» **WORK REQUEST**
Please retype, character for character, the portion of the entries below that runs from the line containing "In this exercise you will label the canvas" to the last line.

Dataset entries
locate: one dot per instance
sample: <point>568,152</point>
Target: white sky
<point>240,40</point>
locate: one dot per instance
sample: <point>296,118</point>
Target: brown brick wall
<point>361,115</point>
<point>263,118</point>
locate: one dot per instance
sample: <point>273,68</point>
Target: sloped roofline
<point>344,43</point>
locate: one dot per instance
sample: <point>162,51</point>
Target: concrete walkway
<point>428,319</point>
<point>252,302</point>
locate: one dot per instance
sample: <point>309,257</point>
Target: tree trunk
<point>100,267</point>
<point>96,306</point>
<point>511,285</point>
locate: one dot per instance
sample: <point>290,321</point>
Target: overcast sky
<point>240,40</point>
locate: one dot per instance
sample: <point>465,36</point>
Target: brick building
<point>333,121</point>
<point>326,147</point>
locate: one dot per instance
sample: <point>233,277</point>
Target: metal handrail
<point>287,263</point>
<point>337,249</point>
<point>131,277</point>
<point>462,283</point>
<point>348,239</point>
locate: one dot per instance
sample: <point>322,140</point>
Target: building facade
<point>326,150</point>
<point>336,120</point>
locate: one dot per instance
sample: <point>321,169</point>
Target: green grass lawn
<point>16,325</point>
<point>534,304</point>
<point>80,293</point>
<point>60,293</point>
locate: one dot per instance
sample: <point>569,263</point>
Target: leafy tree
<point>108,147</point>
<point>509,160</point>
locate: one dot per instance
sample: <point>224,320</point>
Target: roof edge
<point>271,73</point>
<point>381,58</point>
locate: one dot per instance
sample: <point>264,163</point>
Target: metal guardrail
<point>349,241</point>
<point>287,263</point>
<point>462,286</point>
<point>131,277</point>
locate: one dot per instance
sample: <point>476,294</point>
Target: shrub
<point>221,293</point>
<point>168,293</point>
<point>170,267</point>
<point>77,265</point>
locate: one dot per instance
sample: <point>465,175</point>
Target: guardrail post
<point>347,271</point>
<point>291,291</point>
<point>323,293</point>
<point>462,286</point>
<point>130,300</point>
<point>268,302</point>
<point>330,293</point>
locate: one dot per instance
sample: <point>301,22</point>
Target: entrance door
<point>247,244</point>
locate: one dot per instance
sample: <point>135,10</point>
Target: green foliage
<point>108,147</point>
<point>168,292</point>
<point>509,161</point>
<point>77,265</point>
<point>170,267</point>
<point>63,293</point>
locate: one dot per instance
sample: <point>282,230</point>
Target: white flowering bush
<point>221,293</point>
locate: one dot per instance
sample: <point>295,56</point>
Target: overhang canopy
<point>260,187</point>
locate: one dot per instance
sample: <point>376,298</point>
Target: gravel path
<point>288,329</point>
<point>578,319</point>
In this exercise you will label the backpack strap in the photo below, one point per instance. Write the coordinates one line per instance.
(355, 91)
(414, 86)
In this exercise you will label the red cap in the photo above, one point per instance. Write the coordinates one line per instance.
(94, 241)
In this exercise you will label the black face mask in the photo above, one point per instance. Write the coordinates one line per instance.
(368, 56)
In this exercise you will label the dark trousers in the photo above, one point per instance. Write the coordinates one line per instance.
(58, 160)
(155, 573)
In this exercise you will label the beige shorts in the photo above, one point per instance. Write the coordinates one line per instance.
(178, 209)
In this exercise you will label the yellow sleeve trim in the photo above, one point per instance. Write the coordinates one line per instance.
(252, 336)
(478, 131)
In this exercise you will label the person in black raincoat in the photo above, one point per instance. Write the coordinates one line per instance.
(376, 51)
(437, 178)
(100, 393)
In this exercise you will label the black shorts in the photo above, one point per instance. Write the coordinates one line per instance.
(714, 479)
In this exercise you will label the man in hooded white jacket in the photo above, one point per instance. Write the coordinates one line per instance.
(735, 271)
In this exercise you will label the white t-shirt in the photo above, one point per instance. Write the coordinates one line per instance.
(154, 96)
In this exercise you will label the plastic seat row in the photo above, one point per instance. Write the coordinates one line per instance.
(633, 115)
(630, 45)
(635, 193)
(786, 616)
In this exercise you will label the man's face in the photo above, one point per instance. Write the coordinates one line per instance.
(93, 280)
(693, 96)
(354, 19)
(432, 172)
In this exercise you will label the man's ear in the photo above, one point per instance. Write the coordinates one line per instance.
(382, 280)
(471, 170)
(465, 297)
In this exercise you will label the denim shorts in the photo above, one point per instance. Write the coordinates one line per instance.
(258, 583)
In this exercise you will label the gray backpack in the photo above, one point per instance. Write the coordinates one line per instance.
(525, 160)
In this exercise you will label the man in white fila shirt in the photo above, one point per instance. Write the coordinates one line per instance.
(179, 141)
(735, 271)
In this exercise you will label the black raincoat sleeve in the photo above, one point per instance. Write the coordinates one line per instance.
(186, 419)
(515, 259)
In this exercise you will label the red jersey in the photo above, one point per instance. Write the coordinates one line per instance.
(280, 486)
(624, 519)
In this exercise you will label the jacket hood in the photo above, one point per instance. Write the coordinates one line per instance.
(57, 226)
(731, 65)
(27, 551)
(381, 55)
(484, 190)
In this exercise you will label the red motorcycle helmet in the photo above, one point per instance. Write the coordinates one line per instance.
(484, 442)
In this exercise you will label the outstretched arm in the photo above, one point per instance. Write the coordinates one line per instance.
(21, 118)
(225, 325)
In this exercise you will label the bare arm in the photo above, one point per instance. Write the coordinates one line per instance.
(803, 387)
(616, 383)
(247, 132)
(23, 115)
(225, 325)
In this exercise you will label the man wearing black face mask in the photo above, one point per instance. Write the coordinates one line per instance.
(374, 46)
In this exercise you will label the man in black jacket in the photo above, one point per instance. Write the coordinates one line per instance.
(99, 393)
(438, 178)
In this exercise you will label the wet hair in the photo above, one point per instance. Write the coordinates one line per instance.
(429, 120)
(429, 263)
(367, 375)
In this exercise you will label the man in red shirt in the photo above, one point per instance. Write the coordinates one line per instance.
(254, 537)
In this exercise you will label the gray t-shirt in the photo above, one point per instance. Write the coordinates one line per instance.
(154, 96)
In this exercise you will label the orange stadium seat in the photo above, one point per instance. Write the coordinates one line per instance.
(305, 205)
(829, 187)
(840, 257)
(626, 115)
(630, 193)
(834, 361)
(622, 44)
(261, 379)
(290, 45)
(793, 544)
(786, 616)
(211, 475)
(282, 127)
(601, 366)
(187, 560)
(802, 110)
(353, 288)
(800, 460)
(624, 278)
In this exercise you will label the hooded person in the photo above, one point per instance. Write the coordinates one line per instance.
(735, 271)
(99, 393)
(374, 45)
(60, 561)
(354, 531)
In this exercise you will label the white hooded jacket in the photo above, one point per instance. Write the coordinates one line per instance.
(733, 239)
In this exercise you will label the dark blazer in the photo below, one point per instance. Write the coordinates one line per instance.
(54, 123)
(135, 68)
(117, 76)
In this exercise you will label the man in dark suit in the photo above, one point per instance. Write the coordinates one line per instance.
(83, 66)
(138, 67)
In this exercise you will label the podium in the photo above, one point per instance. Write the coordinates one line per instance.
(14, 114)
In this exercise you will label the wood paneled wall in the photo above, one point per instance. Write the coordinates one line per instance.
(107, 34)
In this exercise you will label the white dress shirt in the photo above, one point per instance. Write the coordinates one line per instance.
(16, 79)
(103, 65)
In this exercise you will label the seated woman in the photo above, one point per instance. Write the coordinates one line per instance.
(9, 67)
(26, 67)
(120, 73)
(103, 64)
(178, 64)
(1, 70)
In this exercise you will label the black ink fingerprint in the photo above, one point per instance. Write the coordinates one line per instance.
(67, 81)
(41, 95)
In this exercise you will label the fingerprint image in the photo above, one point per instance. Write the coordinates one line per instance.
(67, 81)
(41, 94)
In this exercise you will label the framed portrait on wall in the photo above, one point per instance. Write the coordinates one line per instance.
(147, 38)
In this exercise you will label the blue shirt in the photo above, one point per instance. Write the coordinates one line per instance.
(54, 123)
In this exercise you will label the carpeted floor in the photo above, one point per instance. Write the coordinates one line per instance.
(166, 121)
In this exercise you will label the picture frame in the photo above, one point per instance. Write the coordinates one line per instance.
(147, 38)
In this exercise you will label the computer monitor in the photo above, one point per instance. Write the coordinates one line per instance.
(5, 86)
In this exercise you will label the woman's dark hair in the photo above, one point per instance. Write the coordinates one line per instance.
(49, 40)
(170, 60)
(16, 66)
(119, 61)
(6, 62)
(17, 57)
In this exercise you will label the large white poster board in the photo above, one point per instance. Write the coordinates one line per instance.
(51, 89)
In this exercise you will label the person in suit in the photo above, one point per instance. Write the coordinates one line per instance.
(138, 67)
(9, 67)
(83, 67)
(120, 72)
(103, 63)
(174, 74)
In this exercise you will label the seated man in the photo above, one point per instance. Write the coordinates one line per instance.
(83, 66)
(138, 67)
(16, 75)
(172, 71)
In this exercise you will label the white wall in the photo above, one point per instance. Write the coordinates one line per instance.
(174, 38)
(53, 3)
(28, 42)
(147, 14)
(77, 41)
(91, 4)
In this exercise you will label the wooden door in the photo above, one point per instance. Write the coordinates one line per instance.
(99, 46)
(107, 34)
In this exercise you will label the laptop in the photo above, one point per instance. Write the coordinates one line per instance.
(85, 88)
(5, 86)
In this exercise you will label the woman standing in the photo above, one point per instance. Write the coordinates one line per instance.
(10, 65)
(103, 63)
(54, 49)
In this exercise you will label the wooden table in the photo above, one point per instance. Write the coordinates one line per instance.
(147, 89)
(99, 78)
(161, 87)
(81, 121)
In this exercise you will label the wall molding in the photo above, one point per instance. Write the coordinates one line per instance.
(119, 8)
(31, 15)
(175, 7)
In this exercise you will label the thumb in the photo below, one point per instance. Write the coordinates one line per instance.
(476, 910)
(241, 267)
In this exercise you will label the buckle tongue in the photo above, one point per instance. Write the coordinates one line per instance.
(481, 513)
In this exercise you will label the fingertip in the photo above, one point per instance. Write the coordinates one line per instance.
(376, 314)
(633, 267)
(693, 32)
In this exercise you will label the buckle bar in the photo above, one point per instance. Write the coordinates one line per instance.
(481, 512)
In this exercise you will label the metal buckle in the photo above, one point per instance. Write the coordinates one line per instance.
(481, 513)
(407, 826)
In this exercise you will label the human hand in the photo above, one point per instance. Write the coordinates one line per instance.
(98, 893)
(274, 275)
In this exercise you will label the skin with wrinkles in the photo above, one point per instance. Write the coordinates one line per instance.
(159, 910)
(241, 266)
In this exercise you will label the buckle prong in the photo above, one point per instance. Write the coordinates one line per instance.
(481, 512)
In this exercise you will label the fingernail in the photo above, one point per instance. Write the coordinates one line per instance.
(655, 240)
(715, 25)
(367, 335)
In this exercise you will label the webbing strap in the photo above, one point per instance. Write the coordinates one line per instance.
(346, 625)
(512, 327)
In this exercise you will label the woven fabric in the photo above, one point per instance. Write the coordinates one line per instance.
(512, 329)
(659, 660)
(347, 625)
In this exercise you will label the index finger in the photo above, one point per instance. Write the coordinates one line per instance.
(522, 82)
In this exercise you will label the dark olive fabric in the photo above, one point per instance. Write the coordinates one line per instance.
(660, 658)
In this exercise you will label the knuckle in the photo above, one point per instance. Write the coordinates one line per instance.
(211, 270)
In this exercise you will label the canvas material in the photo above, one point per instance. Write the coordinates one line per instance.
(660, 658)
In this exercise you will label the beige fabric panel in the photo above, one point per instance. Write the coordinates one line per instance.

» **ANSWER AREA**
In this exercise you will label the canvas material in the photo above, one point per instance. Write the coordinates one line per instance.
(660, 658)
In this exercise you will label the beige fabric panel in the photo above, one point per instance. Write the coordinates one line per instance.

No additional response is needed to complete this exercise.